Page text:
The event will continue with a conversation between Geary and another artistic polymath, New York actor/poet/playwright/Obie-winner/Pulitzer finalist Dael Orlandersmith; a book signing will conclude the event.

Montpelier Parade is a novel about what Sonny, a 16-year-old working class Irish high schooler in the 1980s, longs for-class mobility, escape, heroism, sex, and love-and how his abstract desires forged by poverty and adolescent masculinity are projected onto a wealthy and beautiful 30-something British woman named Vera. When he's not working at a local butcher shop, falling behind at the grammar school at which he's one of the few students from a working class background, or drinking himself into a stupor, Sonny assists his father in his handyman work. It is on one of these jobs that he first sees and becomes infatuated with Vera, a woman just as mired in a troubled past as she is gilded in the signifiers of privilege-both of which, with his pairing of a savior complex and clear need for escape, contribute to Sonny's attraction to her. The result is an affair replete with uncomfortable complications from the very factors that fuel their desires-namely their disparities in age, cultural education, and class. The novel tells Sonny's story through the second person voice, whose rare directness here propels the reader into the mind of the character.

For the reading at IAC, Geary has selected three passages, each following Sonny in his interactions with a different character. The three chosen sections exhibit a panoramic view of Sonny and a map of his 1980s Dublin life through his relationships: the first, with his only close friend, a high school dropout named Sharon who frantically pursues male affection; the second, with his mother, who spends her days bound by the burdens of caring for seven children; and the third, with Vera. Geary's reading of the first passage will be met with a musical response by Jenna Nicholls, Gerry Leonard Will contribute a response to the second passage, and the two musicians will unite for a response to the third.

Just after, Dael Orlandersmith will moderate the talkback with Geary; beyond both being acclaimed writers whose work boasts a keen sense of location, Orlandersmith and Geary's interests intersect along musical lines: Orlandersmith, herself, contributed to the anthology Here She Comes Now, on groundbreaking women musicians, and rock 'n' roll references abound in her plays.

Geary, who himself grew up in a Dublin home with seven siblings, left Ireland for New York in 1988, at exactly the same age at which Sonny is depicted in Montpelier Parade. "When I left in 1988 the interest rates were, I think, in the mid-20s," Geary describes to Herald Scotland. "It was a rotten time. You had Trinity graduates flipping burgers." Montpelier Parade is not an autobiography, and while Sonny seems very much stuck and isolated by his social conditions, Geary's own story is one involving the luck of finding, and helping foster, a community. New York in the late '80s, he found, "was a very rough time. It was a very dangerous place. The other side of that was it was desperately creative. Tons of artists, poets and musicians. This great clan of lunatics knocking about the place and they were fantastic to be around."

Records supplied:
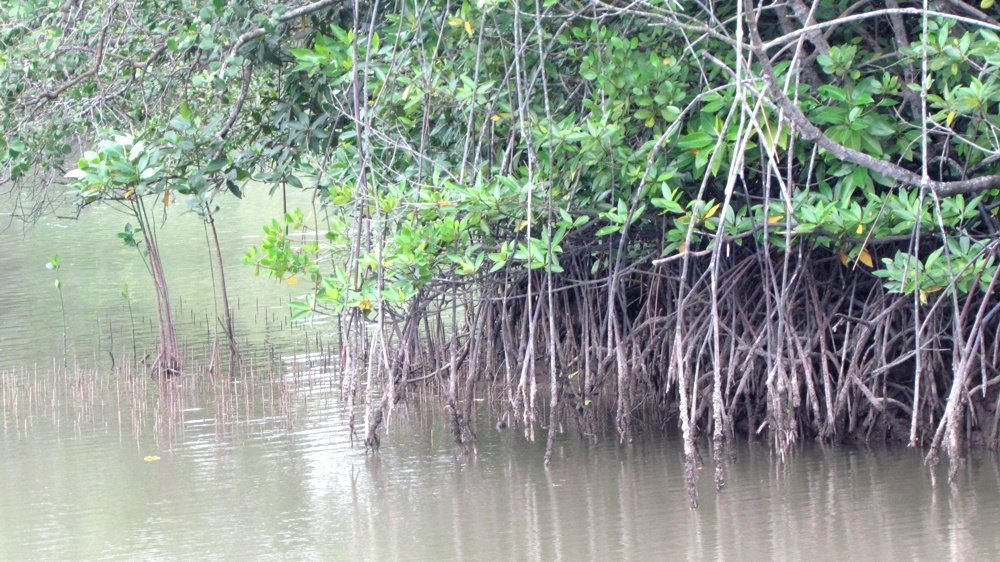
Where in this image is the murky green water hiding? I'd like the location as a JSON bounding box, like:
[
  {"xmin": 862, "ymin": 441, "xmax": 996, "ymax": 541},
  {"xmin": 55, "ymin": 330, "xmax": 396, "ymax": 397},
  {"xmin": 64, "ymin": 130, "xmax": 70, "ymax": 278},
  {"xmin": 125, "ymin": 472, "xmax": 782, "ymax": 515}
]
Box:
[{"xmin": 0, "ymin": 191, "xmax": 1000, "ymax": 560}]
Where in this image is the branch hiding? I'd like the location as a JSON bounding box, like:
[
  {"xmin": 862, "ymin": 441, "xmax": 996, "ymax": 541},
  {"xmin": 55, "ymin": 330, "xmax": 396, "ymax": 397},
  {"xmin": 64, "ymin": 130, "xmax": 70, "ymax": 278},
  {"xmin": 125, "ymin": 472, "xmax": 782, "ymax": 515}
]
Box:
[
  {"xmin": 747, "ymin": 3, "xmax": 1000, "ymax": 197},
  {"xmin": 760, "ymin": 8, "xmax": 1000, "ymax": 51},
  {"xmin": 35, "ymin": 6, "xmax": 115, "ymax": 103},
  {"xmin": 219, "ymin": 0, "xmax": 342, "ymax": 76}
]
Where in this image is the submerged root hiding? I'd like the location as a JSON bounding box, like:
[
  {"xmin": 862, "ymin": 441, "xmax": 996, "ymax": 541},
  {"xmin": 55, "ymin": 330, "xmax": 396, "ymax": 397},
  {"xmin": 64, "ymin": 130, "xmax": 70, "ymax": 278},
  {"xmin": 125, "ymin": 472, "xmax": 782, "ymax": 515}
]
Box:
[{"xmin": 345, "ymin": 248, "xmax": 1000, "ymax": 486}]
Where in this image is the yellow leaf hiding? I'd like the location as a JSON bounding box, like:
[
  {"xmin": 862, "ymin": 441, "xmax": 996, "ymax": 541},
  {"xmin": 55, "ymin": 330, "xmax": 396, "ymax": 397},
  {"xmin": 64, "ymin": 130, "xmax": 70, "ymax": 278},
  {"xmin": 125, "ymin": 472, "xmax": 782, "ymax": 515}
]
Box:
[
  {"xmin": 858, "ymin": 250, "xmax": 875, "ymax": 267},
  {"xmin": 702, "ymin": 203, "xmax": 722, "ymax": 220}
]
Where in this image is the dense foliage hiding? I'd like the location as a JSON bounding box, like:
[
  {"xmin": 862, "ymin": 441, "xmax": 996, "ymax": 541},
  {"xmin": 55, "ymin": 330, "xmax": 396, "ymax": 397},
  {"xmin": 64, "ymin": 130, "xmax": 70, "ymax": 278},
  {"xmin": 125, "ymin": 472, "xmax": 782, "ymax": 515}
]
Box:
[{"xmin": 0, "ymin": 0, "xmax": 1000, "ymax": 504}]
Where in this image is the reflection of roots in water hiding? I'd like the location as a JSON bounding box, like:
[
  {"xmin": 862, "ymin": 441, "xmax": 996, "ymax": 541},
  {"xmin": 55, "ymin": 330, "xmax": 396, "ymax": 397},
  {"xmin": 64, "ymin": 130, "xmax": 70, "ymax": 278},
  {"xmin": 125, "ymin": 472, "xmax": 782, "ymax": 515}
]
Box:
[{"xmin": 0, "ymin": 348, "xmax": 316, "ymax": 448}]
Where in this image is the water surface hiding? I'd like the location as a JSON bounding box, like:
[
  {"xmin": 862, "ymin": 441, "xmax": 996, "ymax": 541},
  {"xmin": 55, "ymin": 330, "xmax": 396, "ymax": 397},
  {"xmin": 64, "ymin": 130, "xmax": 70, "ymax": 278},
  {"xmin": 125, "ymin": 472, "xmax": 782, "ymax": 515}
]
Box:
[{"xmin": 0, "ymin": 190, "xmax": 1000, "ymax": 560}]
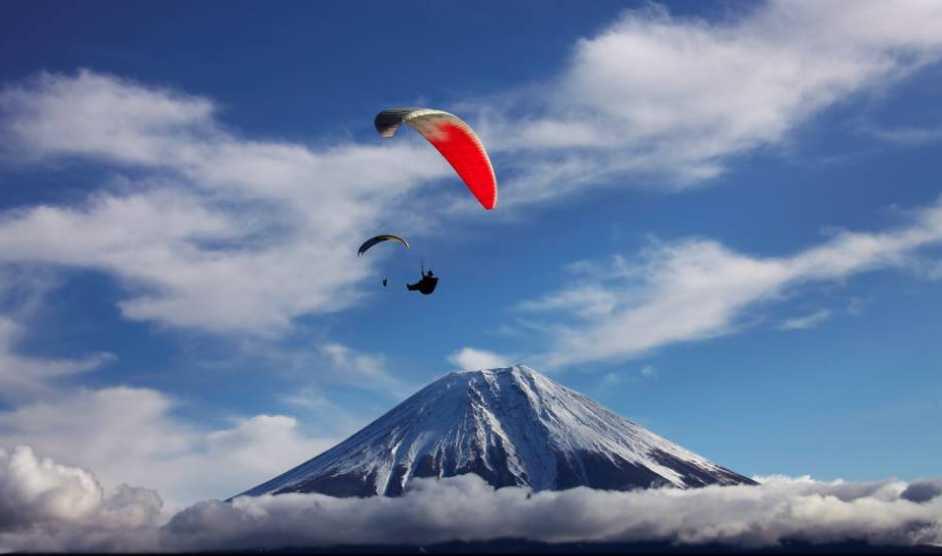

Problems and tasks:
#1 Could you recast the entries as a Markdown table with the columns Row and Line, starting with the line containing "Where in this image is the reflection" and going on through the last line of the entries? Number each row, skip blank lines, and leave out the pictures.
#2 Can you continue the article about the Montpelier Parade reading from the point where it stops?

Answer list:
#1
| Row | Line |
|---|---|
| 1 | Where in this image is the reflection of roots in water hiding? I'd like the location as a JSON bounding box, like: |
| 2 | [ |
| 3 |   {"xmin": 862, "ymin": 441, "xmax": 996, "ymax": 541}, |
| 4 |   {"xmin": 55, "ymin": 330, "xmax": 396, "ymax": 397}, |
| 5 |   {"xmin": 64, "ymin": 130, "xmax": 70, "ymax": 278}, |
| 6 |   {"xmin": 125, "ymin": 472, "xmax": 782, "ymax": 515} |
| 7 | ] |
| 8 | Box: |
| 9 | [{"xmin": 0, "ymin": 348, "xmax": 316, "ymax": 448}] |
| 10 | Where in this image is the water surface hiding? I'd like the location as a JSON bounding box, like: |
| 11 | [ |
| 12 |   {"xmin": 862, "ymin": 441, "xmax": 996, "ymax": 541}, |
| 13 |   {"xmin": 55, "ymin": 330, "xmax": 396, "ymax": 397}, |
| 14 |   {"xmin": 64, "ymin": 130, "xmax": 70, "ymax": 278}, |
| 15 |   {"xmin": 125, "ymin": 472, "xmax": 782, "ymax": 515} |
| 16 | ] |
| 17 | Box: |
| 18 | [{"xmin": 0, "ymin": 190, "xmax": 1000, "ymax": 560}] |

#2
Room for creativity was so abundant that a teen like Geary could-by virtue of vaguely knowing another Irish immigrant who was opening a "shitty little place"-end up co-founding one of the most unassumingly cool, and ultimately legendary small music venues in town. Sin-é, which Geary co-owned with Shane Doyle, was the place where Jeff Buckley got his start (performing there weekly for a year), and it was host to performances by the likes of Sinéad O'Connor, Marianne Faithful, and Allen Ginsberg. Geary's surprising career also saw him acting in Michael Almereyda films like Nadja, Hamlet, and Experimenter; Coney Island Baby, which he also wrote; Ken Loach's Jimmy Hall. He even had a small role on Sex and the City.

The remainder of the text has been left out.